* About this exercise: Write out the material below exactly, beginning at the line that contains "Return one point per instance of the truck bed" and ending with its last line, both ends included; write nothing else.
== Segment start ==
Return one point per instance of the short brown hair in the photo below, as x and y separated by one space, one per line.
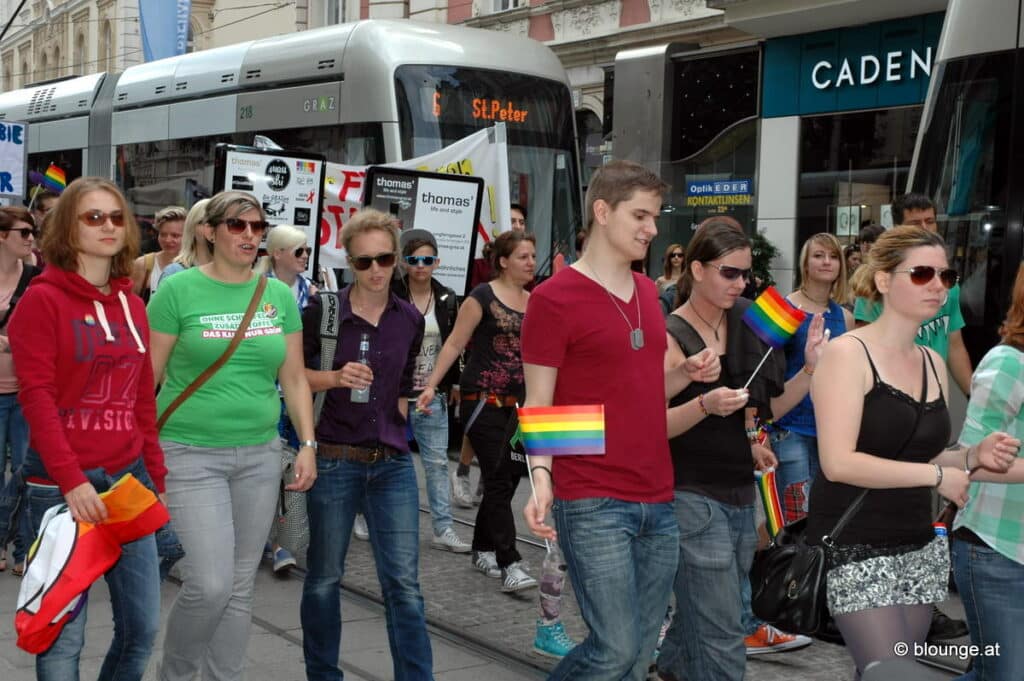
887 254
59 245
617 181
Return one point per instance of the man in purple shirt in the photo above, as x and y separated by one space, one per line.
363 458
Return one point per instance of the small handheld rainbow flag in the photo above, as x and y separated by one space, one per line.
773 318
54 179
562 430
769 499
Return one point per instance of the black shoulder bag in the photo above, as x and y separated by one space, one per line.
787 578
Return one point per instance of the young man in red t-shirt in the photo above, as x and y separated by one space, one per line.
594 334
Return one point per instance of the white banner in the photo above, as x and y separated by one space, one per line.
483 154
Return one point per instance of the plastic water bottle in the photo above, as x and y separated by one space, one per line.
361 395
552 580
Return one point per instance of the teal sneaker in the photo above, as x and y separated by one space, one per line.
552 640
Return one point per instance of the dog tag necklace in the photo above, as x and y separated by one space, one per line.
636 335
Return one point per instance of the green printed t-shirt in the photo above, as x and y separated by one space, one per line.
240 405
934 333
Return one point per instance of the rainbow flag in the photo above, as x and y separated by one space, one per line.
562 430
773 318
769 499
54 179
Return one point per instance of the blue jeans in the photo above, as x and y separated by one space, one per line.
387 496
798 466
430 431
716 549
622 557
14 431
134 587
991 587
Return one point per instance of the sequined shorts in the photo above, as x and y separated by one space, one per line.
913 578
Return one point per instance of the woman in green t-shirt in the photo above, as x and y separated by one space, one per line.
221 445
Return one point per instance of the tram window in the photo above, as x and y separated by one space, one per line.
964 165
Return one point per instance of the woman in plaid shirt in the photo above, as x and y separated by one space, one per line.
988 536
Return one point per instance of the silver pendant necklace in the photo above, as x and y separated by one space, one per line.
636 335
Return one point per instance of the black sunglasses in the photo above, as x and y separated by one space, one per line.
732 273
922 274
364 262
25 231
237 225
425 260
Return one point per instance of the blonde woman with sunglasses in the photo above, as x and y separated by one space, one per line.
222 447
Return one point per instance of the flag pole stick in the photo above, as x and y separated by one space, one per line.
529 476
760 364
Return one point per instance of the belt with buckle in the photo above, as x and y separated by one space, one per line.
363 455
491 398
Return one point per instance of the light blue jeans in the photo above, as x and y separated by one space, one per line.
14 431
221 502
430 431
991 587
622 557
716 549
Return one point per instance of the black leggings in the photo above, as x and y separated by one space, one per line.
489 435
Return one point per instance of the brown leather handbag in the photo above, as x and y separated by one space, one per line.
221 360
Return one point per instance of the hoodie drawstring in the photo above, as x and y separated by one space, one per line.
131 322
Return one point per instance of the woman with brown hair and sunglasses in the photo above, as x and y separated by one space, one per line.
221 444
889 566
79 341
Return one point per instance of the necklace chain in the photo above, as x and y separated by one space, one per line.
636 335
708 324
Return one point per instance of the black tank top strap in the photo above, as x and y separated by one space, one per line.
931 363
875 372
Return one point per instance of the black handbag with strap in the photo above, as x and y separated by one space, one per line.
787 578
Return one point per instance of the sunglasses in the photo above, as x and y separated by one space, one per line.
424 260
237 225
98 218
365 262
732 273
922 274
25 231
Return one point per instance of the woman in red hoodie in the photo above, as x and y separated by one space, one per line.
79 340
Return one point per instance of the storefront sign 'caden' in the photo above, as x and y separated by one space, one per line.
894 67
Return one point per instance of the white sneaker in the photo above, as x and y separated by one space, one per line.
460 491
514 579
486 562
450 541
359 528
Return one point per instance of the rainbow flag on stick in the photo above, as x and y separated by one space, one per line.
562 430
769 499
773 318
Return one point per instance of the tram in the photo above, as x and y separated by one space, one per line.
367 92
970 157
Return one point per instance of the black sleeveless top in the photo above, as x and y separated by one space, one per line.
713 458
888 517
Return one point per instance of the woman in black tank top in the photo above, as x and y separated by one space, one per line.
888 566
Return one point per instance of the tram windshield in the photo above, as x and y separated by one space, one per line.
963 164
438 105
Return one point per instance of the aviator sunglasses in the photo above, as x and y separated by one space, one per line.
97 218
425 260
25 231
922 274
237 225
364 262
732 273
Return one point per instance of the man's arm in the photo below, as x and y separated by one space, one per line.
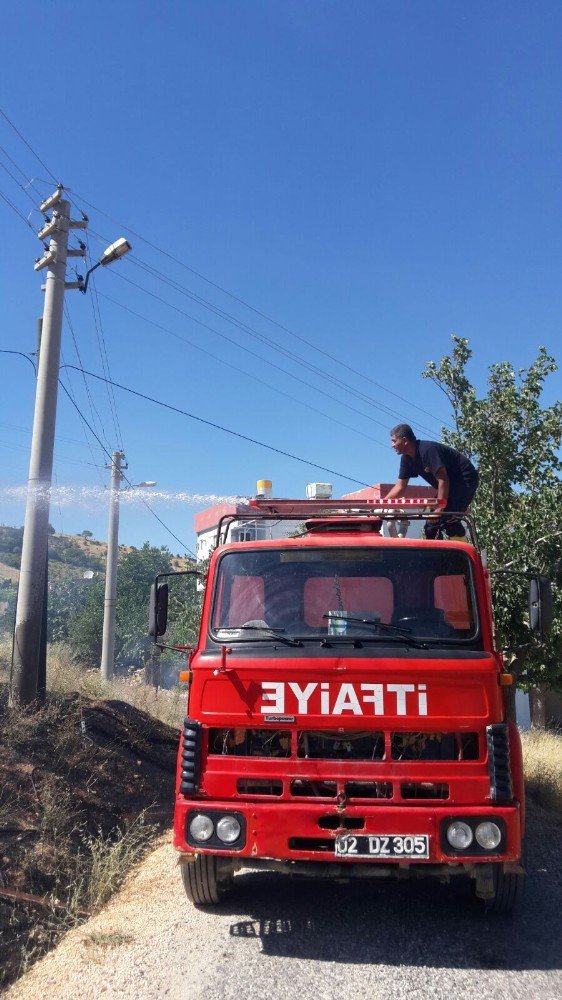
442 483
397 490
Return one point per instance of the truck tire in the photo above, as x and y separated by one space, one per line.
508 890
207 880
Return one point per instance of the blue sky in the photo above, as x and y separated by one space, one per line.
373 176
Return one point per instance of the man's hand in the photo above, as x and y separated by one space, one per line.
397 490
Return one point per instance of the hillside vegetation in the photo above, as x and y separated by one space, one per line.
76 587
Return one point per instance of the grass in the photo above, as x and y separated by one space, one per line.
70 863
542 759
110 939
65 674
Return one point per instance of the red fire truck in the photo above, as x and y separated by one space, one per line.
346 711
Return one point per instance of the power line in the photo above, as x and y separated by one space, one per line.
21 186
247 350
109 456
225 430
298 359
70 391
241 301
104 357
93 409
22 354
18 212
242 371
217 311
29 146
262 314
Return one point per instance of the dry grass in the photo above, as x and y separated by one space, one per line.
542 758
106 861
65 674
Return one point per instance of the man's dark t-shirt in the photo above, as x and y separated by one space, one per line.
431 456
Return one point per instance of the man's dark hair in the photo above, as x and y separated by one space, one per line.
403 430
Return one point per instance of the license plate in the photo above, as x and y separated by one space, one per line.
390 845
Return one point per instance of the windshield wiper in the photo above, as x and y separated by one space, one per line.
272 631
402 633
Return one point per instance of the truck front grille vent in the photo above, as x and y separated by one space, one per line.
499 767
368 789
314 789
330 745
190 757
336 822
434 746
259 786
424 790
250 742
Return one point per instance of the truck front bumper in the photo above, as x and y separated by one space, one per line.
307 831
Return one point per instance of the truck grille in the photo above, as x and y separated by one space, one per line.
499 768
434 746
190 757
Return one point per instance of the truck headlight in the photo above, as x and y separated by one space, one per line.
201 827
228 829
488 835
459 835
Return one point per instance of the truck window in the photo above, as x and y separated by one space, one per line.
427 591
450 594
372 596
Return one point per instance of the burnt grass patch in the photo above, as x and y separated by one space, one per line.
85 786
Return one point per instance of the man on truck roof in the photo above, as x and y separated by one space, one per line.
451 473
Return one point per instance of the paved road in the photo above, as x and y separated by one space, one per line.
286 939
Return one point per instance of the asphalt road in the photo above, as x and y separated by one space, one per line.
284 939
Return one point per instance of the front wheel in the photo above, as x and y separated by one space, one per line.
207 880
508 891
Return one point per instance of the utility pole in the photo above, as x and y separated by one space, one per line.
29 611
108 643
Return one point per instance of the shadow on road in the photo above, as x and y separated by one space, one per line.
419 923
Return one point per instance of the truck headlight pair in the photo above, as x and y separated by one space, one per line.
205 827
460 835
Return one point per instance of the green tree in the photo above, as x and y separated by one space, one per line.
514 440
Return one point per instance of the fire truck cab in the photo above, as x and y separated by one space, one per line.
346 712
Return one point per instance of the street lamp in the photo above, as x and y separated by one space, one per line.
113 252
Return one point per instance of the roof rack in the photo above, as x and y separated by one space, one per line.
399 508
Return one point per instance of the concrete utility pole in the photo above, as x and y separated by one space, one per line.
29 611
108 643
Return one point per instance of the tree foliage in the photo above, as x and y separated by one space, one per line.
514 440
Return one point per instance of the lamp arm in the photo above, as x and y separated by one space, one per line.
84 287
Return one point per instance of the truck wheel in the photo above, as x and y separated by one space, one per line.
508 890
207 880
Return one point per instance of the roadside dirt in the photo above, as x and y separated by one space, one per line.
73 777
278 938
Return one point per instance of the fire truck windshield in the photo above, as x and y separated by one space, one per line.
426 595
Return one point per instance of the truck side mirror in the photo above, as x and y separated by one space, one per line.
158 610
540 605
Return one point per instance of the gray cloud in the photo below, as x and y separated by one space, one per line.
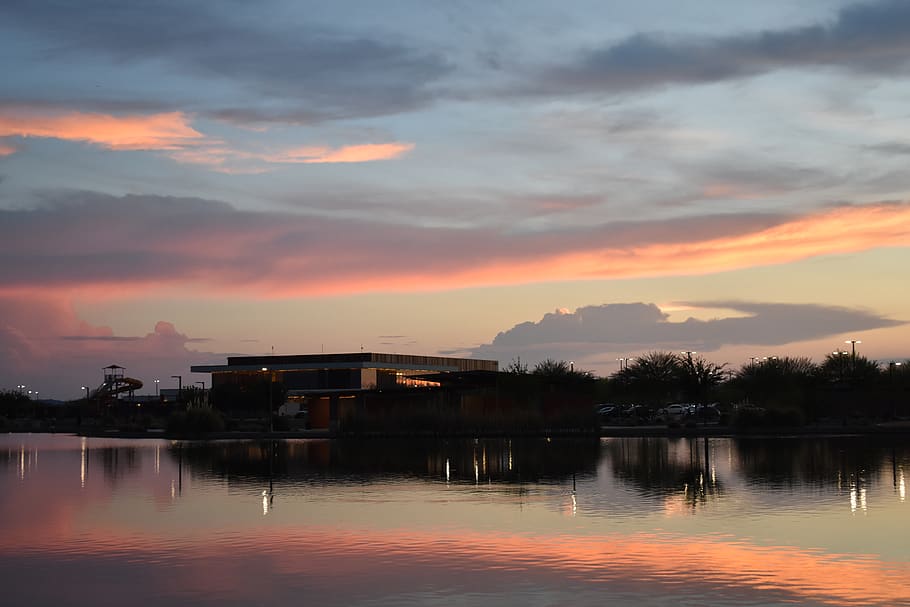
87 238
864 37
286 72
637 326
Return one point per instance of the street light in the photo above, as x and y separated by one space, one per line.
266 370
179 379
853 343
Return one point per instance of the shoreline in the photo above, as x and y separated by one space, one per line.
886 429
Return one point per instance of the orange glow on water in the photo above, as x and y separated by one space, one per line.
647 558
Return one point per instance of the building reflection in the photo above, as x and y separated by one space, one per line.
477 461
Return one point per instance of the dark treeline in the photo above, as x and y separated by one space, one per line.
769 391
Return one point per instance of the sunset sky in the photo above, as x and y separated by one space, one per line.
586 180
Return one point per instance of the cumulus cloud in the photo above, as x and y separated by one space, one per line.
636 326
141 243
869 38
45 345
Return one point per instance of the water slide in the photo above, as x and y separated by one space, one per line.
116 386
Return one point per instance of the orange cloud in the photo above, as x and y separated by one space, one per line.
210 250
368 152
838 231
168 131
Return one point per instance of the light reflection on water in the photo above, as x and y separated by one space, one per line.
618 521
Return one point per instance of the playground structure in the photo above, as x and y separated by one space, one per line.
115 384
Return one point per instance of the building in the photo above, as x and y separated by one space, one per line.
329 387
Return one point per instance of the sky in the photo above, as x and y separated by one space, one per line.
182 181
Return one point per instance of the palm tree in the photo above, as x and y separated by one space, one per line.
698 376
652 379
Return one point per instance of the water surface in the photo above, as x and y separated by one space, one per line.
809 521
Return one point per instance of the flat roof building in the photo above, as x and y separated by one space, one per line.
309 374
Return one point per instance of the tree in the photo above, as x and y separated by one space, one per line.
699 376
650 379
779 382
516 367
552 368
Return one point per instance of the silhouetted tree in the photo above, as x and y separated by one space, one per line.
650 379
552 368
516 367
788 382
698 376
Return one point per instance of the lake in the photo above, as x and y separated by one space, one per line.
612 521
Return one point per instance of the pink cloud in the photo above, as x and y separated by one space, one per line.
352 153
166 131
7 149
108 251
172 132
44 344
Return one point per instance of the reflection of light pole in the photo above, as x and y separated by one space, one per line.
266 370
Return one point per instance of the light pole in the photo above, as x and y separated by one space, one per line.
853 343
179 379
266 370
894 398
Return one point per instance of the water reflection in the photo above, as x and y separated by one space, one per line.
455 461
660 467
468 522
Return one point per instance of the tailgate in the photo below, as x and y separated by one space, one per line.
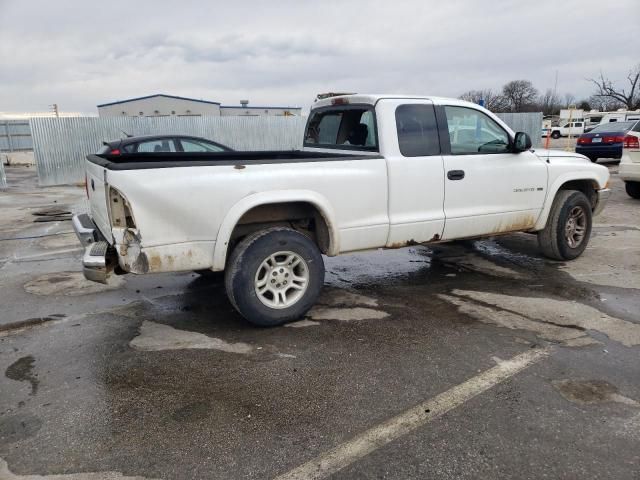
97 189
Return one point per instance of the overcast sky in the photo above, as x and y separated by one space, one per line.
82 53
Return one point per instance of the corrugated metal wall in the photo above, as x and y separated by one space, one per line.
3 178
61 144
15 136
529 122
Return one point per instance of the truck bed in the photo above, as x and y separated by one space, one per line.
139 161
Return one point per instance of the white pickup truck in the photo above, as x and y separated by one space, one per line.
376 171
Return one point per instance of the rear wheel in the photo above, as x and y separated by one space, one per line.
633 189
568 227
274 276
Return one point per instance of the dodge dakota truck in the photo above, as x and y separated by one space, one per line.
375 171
== Segment end ==
* Result of the exercise:
Return one point per instance of the truck bed in the photo above, as x and y separated by one space, one per line.
139 161
Return one point per instance of the white pickup truck in the photo above, as x and y separated by one space, one per line.
376 171
Return one point per instance of the rear wheel in the photo above, as x and y separated by one space, one per line.
633 189
568 227
274 276
Return one point per instance of the dodge dakota truck in the photo above, as x and y separated by one space, one per line.
375 171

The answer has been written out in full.